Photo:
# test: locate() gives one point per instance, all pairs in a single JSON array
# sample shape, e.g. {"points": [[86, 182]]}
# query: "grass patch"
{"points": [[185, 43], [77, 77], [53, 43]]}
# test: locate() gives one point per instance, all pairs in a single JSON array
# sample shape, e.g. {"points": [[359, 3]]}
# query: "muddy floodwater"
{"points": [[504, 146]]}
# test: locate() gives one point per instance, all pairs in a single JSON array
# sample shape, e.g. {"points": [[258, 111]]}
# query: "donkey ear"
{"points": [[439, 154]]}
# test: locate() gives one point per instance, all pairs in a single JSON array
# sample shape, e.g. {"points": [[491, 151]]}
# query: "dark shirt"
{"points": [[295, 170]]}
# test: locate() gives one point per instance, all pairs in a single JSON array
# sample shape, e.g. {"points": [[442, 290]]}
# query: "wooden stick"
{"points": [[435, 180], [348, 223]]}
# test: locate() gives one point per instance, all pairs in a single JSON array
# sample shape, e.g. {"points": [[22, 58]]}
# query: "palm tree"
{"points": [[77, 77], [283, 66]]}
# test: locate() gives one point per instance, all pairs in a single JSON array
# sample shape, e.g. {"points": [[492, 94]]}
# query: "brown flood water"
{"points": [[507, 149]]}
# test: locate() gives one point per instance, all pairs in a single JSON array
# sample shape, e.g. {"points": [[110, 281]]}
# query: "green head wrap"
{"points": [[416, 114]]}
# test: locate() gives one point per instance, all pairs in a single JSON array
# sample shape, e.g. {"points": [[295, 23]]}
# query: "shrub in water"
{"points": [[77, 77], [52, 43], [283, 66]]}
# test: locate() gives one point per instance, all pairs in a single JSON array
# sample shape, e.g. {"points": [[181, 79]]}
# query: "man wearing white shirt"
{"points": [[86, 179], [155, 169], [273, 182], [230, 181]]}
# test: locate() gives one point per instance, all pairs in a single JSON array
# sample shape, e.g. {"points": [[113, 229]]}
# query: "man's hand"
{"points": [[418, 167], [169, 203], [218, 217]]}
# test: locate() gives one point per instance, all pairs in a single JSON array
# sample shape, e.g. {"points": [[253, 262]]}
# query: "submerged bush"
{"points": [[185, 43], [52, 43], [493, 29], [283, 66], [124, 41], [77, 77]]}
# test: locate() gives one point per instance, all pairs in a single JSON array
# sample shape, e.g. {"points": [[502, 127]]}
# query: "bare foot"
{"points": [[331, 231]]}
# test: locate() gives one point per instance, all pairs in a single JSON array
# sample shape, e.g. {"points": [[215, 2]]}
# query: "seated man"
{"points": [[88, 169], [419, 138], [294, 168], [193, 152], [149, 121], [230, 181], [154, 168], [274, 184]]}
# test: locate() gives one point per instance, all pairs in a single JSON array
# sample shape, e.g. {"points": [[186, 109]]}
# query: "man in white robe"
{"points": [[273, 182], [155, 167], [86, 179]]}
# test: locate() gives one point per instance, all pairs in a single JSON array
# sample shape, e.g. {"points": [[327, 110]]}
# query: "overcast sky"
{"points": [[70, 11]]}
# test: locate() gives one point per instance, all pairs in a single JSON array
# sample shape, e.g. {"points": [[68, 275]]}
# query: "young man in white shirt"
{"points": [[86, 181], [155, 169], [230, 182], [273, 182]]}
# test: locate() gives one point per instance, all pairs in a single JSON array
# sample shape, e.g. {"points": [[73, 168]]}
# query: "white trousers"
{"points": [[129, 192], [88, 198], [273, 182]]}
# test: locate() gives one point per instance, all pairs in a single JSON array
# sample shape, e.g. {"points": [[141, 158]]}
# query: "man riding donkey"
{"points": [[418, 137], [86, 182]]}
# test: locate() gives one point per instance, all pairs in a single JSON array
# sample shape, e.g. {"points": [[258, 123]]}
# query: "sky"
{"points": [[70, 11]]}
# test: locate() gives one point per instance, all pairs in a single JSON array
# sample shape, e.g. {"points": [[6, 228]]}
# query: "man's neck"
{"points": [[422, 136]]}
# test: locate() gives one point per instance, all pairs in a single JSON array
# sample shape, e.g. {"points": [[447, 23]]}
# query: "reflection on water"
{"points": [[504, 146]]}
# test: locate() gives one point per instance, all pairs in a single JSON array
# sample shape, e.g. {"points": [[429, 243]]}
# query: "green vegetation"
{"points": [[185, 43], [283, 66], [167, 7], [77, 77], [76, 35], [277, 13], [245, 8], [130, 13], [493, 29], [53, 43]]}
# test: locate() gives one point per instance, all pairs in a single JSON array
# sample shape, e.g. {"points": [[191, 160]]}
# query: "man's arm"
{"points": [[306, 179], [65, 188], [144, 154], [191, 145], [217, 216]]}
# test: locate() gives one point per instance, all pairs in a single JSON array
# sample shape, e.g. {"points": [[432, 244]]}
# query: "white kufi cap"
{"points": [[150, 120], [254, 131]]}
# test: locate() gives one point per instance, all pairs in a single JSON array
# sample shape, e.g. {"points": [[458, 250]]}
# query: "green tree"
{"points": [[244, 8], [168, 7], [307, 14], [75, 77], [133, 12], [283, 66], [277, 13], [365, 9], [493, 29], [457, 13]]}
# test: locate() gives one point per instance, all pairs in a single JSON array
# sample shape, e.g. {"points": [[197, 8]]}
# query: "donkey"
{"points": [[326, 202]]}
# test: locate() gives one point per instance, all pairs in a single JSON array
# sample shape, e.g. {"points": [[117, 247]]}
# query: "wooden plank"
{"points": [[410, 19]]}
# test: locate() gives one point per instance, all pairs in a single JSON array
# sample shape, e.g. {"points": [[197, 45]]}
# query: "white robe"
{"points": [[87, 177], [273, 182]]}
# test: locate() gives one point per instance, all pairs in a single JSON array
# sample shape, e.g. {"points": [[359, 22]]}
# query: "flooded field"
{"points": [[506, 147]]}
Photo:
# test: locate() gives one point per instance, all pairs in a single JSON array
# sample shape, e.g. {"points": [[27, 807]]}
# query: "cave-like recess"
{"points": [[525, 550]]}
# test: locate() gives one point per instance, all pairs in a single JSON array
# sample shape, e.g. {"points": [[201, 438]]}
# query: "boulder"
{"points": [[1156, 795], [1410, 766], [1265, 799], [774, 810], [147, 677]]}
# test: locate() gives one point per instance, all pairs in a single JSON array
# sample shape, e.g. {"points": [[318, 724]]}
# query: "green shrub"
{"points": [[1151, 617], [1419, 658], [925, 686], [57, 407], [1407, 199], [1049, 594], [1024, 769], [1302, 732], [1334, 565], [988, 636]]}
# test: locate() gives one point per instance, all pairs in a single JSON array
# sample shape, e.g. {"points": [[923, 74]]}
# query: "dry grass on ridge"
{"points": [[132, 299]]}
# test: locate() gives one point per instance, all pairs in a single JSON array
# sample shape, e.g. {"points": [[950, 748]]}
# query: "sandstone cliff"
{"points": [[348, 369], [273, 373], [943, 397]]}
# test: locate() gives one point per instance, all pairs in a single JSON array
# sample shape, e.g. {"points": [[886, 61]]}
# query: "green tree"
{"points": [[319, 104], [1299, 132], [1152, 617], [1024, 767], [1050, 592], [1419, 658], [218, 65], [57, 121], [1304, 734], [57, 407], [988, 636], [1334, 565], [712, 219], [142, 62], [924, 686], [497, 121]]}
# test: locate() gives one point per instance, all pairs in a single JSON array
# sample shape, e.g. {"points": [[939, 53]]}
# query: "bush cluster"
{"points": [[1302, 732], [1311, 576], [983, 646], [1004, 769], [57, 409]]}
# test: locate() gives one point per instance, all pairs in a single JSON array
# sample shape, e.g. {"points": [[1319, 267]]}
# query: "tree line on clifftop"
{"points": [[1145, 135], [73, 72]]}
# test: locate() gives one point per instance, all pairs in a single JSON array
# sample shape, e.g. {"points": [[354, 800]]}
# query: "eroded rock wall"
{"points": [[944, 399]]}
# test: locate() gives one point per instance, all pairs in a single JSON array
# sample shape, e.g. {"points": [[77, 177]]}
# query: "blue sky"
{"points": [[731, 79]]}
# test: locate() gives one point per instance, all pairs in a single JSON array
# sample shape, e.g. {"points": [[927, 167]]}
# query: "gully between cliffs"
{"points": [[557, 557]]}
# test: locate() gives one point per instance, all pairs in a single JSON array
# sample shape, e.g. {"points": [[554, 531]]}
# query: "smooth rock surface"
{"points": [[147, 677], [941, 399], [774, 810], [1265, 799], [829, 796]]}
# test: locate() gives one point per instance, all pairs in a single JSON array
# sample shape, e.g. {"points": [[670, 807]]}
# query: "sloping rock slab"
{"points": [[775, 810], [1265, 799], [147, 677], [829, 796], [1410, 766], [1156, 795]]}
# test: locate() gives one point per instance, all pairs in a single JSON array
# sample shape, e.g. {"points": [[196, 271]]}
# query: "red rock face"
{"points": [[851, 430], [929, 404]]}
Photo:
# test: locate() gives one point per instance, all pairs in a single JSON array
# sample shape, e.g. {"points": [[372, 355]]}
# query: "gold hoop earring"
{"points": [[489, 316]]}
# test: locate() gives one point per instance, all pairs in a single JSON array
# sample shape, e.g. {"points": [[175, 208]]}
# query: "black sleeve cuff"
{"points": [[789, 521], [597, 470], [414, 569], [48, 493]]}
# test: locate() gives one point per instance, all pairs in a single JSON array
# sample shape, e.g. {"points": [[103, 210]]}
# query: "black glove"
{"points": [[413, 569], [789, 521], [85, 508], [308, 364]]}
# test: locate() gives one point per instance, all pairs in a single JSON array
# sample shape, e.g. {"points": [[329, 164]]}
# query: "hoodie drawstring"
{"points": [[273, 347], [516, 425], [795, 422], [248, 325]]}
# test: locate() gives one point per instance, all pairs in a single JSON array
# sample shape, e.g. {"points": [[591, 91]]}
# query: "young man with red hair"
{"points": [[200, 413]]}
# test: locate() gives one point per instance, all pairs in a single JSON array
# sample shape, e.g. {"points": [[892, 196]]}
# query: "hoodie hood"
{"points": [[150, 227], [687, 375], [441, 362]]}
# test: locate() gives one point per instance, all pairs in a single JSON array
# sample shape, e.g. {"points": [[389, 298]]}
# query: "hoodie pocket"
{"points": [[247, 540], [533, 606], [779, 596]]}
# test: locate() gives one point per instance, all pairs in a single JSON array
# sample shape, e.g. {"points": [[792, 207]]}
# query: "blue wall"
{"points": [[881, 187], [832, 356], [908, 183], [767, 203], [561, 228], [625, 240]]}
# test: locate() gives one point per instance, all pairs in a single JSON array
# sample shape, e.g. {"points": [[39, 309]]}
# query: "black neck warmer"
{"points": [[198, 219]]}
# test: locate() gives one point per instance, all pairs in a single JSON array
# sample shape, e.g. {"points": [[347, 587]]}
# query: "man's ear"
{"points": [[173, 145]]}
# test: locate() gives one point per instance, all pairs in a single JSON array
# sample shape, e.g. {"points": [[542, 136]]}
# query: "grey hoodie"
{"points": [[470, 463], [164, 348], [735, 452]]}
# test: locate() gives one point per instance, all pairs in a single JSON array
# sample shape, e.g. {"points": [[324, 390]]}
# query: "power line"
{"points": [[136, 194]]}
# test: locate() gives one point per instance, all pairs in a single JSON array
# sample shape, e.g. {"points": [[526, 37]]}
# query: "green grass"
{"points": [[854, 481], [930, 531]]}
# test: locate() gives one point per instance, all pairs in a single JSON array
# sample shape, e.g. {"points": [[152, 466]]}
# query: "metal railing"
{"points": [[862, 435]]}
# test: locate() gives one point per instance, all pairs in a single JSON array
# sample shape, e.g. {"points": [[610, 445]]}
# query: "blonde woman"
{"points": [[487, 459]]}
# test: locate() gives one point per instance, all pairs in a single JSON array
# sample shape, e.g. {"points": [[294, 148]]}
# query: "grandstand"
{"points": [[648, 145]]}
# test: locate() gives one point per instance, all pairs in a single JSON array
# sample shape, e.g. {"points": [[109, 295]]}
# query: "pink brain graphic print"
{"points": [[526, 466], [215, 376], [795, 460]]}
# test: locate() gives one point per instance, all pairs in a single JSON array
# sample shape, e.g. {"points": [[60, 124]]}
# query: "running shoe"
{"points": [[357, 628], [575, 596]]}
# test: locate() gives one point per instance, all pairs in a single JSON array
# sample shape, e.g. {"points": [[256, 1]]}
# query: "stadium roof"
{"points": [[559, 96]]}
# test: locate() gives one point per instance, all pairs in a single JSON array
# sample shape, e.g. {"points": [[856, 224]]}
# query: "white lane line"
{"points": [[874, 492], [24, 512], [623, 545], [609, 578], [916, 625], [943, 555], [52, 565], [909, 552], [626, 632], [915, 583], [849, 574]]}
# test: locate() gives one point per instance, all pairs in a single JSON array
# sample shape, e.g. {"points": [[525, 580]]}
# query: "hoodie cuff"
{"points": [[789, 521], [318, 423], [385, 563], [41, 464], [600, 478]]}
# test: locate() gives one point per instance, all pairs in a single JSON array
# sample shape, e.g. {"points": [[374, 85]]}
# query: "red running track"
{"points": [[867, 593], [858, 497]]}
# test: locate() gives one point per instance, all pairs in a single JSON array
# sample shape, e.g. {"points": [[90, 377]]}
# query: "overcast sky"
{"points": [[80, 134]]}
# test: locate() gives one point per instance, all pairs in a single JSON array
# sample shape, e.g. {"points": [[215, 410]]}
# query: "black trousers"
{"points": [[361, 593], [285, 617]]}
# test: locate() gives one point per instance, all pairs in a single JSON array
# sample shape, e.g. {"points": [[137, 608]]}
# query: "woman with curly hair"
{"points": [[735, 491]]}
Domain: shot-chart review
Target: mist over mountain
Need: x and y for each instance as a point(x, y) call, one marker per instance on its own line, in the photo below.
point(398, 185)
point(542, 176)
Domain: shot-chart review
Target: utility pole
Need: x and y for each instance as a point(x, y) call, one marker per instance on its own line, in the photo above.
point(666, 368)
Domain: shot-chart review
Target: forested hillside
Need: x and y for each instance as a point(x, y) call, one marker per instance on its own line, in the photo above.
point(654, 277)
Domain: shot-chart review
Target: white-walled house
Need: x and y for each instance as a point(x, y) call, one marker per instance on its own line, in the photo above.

## WORK TO BE COMPLETED
Look through the entries above, and wherever a line holds the word "Target", copy it.

## EXPECTED OUTPUT
Target: mist over mountain
Target: utility pole
Target: forested hillside
Target: white-walled house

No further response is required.